Excerpt provided:
The rocket ride won’t be particularly smooth. What the pandemic has shown us is that we can turn off an economy pretty quickly—we just have to say the word. Getting it going again is a different matter—we can declare it open, but it’s then up to the return-to-work decisions of businesses and labour, which aren’t necessarily synchronized and linear.
That’s showing up in current prices. Rapid growth has led to shortages of key industrial inputs, including wood products, foodstuffs, base metals and semiconductors. As such, prices are rising at a monthly pace that at the very least is concerning. Upstream producer prices in the U.S. are red-hot, and the effects are immediate on final prices. Canada is following suit, while Europe is a bit more stable. Central banks are united in their belief that this is temporary, but they are taking different policy positions—with the European Central Bank and the U.S. Federal Reserve Board standing pat, and the Bank of Canada signalling tightening. We believe that price growth will moderate through 2022, and that’s reflected in our commodity price projections.
Even so, there’s a significant risk that inflation expectations will rise. Labour markets keep tightening, and industry is once again flagging skilled labour shortages, which will only be exacerbated if sidelined money flows into the economy soon, not to mention the impact on existing physical capacity constraints. If so, monetary policy might find itself in catchup mode, which isn’t a pleasant prospect. As things stand, we can expect financial market volatility to persist during the uncertain transition period before prices and exchange rates settle down into 2022. Canada’s exchange rate is expected to average US$0.81 in 2021 and US$0.82 next year.
The rise in global demand will be the main driver in Canada’s near-term growth. This is evidenced by the surge in EDC’s Trade Confidence Index, which strongly suggests that Canada’s exporters are arming themselves for a roaring second half of the year. All told, Canada is forecast to grow by a stunning 6.1% this year and an impressive 4% in 2022.
Until this point, downside risks to forecasts have predominated. While it’s still possible that infection rates rise and recovery is delayed, there’s now a greater chance that in our exuberance, we overdo it a bit. There’s certainly enough pent-up pressure for this to occur, and given local capacity constraints, there’ll likely be more than enough business for everyone to chime in on.

Recorded information:
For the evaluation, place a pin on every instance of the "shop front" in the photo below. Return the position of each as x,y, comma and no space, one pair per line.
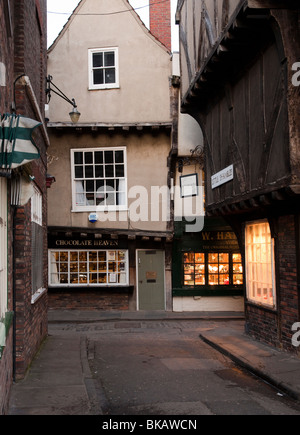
208,271
107,271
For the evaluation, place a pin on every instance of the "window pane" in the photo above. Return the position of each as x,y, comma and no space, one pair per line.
99,157
88,158
78,172
260,263
98,77
120,171
99,172
109,156
109,59
97,60
109,171
110,75
89,172
78,158
119,157
199,258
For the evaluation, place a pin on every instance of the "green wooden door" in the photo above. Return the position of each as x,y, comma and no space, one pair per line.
151,280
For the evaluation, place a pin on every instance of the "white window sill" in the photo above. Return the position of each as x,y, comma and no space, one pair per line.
37,295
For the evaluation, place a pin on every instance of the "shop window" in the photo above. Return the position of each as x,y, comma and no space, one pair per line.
37,241
212,269
194,269
3,250
88,268
99,179
260,267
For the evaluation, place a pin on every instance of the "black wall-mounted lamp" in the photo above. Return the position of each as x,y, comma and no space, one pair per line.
51,87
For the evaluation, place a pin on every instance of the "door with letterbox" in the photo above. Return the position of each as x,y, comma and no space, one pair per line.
151,280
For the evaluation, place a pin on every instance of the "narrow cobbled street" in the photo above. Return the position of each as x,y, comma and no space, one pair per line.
164,368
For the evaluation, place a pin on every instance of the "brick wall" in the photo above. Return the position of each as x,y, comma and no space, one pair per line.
88,300
274,327
6,374
160,22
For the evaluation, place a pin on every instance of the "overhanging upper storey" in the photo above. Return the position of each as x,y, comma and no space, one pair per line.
217,40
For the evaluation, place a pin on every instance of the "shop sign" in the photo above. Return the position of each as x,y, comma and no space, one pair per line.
86,244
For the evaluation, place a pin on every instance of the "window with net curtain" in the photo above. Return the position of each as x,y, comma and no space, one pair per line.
99,179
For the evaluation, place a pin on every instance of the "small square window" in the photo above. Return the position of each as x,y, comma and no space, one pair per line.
103,68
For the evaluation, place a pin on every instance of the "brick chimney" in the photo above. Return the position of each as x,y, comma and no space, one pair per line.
160,21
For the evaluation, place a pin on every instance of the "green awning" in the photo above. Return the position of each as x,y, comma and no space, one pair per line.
17,145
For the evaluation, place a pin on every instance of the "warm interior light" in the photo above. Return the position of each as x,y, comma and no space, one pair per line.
74,115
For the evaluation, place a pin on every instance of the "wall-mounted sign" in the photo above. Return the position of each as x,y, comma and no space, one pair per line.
222,177
83,243
189,185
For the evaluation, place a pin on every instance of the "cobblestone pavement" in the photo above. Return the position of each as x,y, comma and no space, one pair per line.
163,367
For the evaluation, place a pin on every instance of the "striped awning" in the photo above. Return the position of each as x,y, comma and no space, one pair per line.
17,145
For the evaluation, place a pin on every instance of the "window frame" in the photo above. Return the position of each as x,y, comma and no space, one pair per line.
92,85
250,298
37,244
212,287
101,208
3,252
108,283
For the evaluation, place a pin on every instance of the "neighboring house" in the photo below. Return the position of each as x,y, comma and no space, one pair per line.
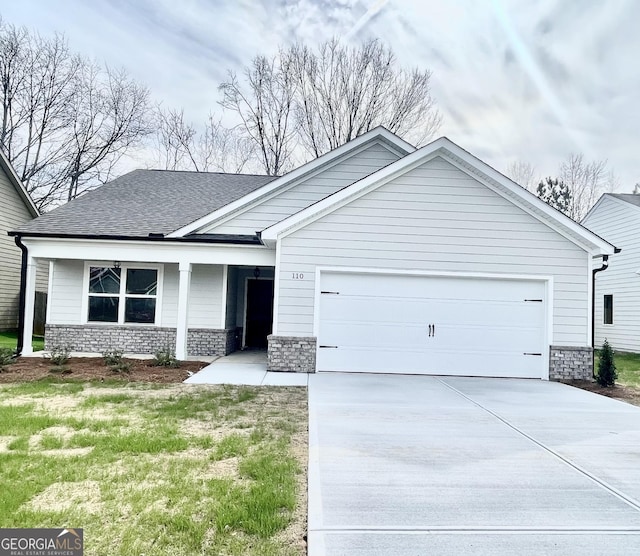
16,208
616,217
375,257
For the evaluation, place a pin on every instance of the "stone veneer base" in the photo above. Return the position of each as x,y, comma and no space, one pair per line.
291,354
138,339
570,363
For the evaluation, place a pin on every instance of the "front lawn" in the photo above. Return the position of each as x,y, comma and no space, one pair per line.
157,469
10,340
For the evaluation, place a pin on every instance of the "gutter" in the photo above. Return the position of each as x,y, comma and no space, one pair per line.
158,238
23,296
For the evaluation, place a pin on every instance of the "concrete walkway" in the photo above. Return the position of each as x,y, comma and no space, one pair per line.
417,465
245,367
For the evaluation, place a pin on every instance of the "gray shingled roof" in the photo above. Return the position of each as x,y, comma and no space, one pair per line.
146,201
632,198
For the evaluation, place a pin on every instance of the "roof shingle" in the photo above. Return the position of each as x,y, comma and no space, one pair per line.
632,198
146,202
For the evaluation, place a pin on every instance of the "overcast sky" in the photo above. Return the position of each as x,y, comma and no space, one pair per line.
514,80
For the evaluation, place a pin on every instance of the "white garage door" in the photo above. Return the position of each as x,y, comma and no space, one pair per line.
431,325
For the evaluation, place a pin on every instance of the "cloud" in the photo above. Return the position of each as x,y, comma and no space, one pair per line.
514,80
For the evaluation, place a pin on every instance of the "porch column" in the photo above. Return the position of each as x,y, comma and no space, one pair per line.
29,307
183,310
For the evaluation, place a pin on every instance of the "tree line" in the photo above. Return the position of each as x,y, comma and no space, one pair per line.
574,189
67,121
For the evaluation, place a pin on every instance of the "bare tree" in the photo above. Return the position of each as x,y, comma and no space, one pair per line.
175,141
343,92
65,121
555,193
523,174
216,148
264,103
109,116
585,181
320,99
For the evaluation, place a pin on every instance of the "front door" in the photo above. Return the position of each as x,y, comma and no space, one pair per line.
259,312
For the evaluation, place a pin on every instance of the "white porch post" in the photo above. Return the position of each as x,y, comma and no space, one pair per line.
183,310
29,307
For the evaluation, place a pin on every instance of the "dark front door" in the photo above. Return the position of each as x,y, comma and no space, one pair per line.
259,312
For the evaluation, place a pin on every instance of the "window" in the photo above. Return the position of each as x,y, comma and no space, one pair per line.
122,295
608,309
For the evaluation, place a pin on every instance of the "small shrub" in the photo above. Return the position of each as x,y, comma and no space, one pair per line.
165,357
606,375
112,357
59,355
6,357
60,369
121,367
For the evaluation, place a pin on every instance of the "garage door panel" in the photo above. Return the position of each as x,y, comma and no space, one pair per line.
365,335
439,362
378,323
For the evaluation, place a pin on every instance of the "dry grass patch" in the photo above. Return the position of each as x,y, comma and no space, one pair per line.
180,469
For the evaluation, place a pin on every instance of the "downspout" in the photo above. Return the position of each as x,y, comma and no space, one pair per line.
23,296
605,265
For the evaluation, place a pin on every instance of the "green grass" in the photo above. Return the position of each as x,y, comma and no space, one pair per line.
152,471
10,340
627,367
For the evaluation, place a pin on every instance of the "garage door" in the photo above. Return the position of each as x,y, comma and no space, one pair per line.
431,325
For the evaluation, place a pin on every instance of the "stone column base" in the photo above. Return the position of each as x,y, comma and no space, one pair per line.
291,354
570,363
138,339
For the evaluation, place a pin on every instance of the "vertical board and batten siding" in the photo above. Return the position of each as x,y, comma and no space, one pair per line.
205,302
619,223
65,303
206,297
309,191
13,213
232,297
434,218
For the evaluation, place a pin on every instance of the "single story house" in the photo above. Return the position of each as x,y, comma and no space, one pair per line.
616,217
375,257
16,208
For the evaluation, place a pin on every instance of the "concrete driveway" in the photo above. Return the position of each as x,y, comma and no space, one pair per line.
416,465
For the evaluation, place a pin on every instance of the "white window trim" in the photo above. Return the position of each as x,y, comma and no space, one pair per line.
122,294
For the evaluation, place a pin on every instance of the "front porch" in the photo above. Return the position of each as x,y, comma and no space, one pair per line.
140,299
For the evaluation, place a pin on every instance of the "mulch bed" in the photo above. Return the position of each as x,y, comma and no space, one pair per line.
623,393
94,369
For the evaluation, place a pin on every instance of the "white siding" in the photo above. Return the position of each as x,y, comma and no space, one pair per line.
619,223
313,189
205,304
205,297
65,303
170,296
232,297
13,213
434,218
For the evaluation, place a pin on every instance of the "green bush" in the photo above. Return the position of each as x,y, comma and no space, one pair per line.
59,355
165,357
606,375
112,357
6,357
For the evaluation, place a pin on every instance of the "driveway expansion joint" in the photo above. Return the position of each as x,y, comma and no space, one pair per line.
630,501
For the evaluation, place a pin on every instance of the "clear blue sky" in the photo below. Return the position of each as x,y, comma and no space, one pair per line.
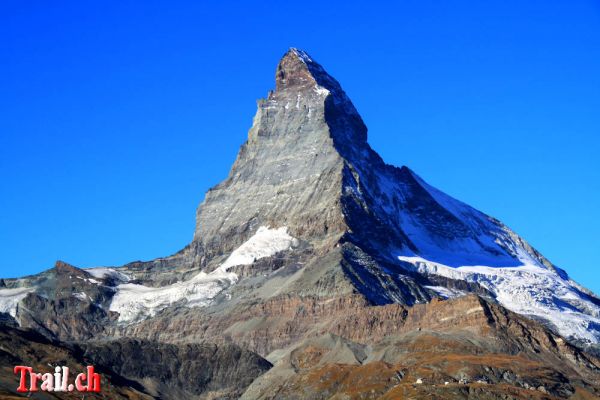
116,117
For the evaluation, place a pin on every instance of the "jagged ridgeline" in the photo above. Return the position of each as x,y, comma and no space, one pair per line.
338,274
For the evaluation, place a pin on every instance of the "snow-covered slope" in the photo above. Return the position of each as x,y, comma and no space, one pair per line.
456,241
134,302
529,290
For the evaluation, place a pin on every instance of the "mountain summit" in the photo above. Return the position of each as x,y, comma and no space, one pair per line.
313,242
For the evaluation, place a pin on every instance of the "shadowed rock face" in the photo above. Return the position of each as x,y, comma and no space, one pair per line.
350,308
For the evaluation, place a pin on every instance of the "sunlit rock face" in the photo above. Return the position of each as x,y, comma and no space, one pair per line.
314,253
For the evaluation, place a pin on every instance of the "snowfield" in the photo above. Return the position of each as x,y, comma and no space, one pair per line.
10,298
134,302
528,290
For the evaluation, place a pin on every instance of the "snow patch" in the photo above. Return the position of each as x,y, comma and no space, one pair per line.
81,296
134,302
528,290
10,298
103,273
446,292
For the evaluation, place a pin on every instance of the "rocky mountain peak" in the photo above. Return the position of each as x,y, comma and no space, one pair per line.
294,71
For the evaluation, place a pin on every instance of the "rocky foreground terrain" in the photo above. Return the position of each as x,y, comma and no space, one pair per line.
316,271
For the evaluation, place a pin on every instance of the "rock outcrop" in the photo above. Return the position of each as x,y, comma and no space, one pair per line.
316,255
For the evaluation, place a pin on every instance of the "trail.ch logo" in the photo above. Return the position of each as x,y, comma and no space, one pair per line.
58,381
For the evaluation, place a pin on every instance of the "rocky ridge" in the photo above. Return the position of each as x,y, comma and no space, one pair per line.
316,255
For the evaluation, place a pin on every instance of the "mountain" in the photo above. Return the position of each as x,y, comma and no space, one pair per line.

Using the information:
(1) Rewrite the economic outlook from the words "That’s showing up" through "commodity price projections.", switching "red-hot" to "soaring".
(2) Answer these questions about the economic outlook:
(a) Which central bank is signalling tightening?
(b) What is Canada's exchange rate expected to average in 2021?
(c) By how much is Canada forecast to grow this year?
The listing comes from a separate source that has no connection to the economic outlook.

Your written answers:
(1)
That’s showing up in current prices. Rapid growth has led to shortages of key industrial inputs, including wood products, foodstuffs, base metals and semiconductors. As such, prices are rising at a monthly pace that at the very least is concerning. Upstream producer prices in the U.S. are soaring, and the effects are immediate on final prices. Canada is following suit, while Europe is a bit more stable. Central banks are united in their belief that this is temporary, but they are taking different policy positions—with the European Central Bank and the U.S. Federal Reserve Board standing pat, and the Bank of Canada signalling tightening. We believe that price growth will moderate through 2022, and that’s reflected in our commodity price projections.

(2)
(a) The Bank of Canada.
(b) US$0.81.
(c) 6.1%.